PASSAGE TO READ:
To be clear, I do think prostitutes deserve equality before the law. Despite the fact that they are self-degraders; despite their willing engagement in risk; they should be equally protected by our law enforcement; when a crime is committed against them, that crime must be prosecuted vigorously.
     However, the prostitute lobby seeks more than equality: it demands workplace protection, blanket protection of the prostitute corps wherever it is, as if sex-traders were women working in a factory. Cops would then be patrolling under bridges -- benignly -- and cities would have brothels intermingled with Toys R Us. This is wrong, arrogant, and preposterous.
Who, then, is lobbying for legalized and open prostitution in Canada? Chiefly it is organized prostitution, a portion of the feminists, and liberally minded people who are sympathetic to poor aboriginals. The liberals are mobilized when they get news of crimes against prostitutes. It is hard not to be moved by such stories, especially that of the Picton outrage in British Columbia. I share the emotion. However, I'm not about to throw social values (to say nothing of reason) out the window simply because one criminal has pounced on his grisly opportunities. And that is the unvarnished case: most prostitute victims are victims of an environment of crime they've chosen to live in.

Radical feminists tend to dislike prostitution, as this site demonstrates, although it's true that feminism denigrates ALL heterosexual sex, therefore, prostitute sex. Feminists will vilify the clients, while they absolve the prostitute of responsibility. However, feminism is a concatenation of enthusiastic sentiments, not a coherent ideology, so you never know what sexual politicians will say.
     But there is a body of people who are happy for a world full of prostitutes. They tend to be liberals and liberal-feminists. They imagine a world where Joe the Coal Miner and James the Barrel-maker trawl the streets of London to quench their burning desires; for these men (yes, they did exist in 1825), poor females are a swarm, an army of starving wretches newly drawn from outlying villages. No woman will get hired into any respectable employment. Remember, we are in the Industrial Revolution; Charles Dickens is beginning to write.
    For Joe and James, the closest thing to sex they encounter is the racy postcard they saw in a shop, the one from Paris. And that's why social reformers all agree that "prostitutes can help develop sexual hygiene in the frustrated masses," as a character from George Bernard Shaw or a pamphlet from the era might put it.
   Our liberals and lib-feminists are a projection of this 19th-century construct. They see themselves as sexual emancipators, just like the streetwalker herself. The hooker icon is a good-hearted therapist of the orgasm; perhaps, at night, she reads Susan Faludi to improve herself; the only distinction between the whore and the feminist soul-sister is that the former is into erotics: she gives blow jobs to teenagers for reduced rates.
   This body of people has never actually met a prostitute. But pay that no mind -- it's the prostitute's aura that dictates attitude. So, in today's liberal concoction, the prostitute is liberator, dominatrix (among males!), foxy outlaw; vanguard of the libido; anointed Whore.

ASSIGNMENT 1: According to the essay on prostitution, who chiefly lobbies for legalized and open prostitution in Canada?
ASSIGNMENT 2: Reproduce the essay on prostitution word for word from "Radical feminists tend" to "politicians will say.".

DATA SEGMENT:
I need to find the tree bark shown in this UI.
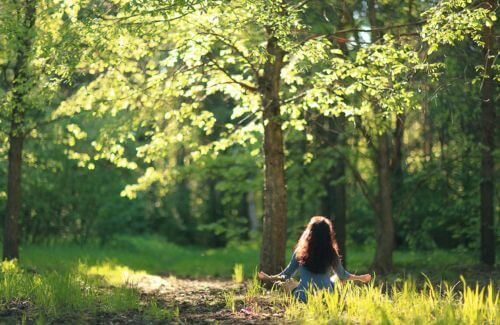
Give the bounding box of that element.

EXPECTED OUTPUT 1: Organized prostitution, a portion of the feminists, and liberally minded people who are sympathetic to poor aboriginals.

EXPECTED OUTPUT 2:
Radical feminists tend to dislike prostitution, as this site demonstrates, although it's true that feminism denigrates ALL heterosexual sex, therefore, prostitute sex. Feminists will vilify the clients, while they absolve the prostitute of responsibility. However, feminism is a concatenation of enthusiastic sentiments, not a coherent ideology, so you never know what sexual politicians will say.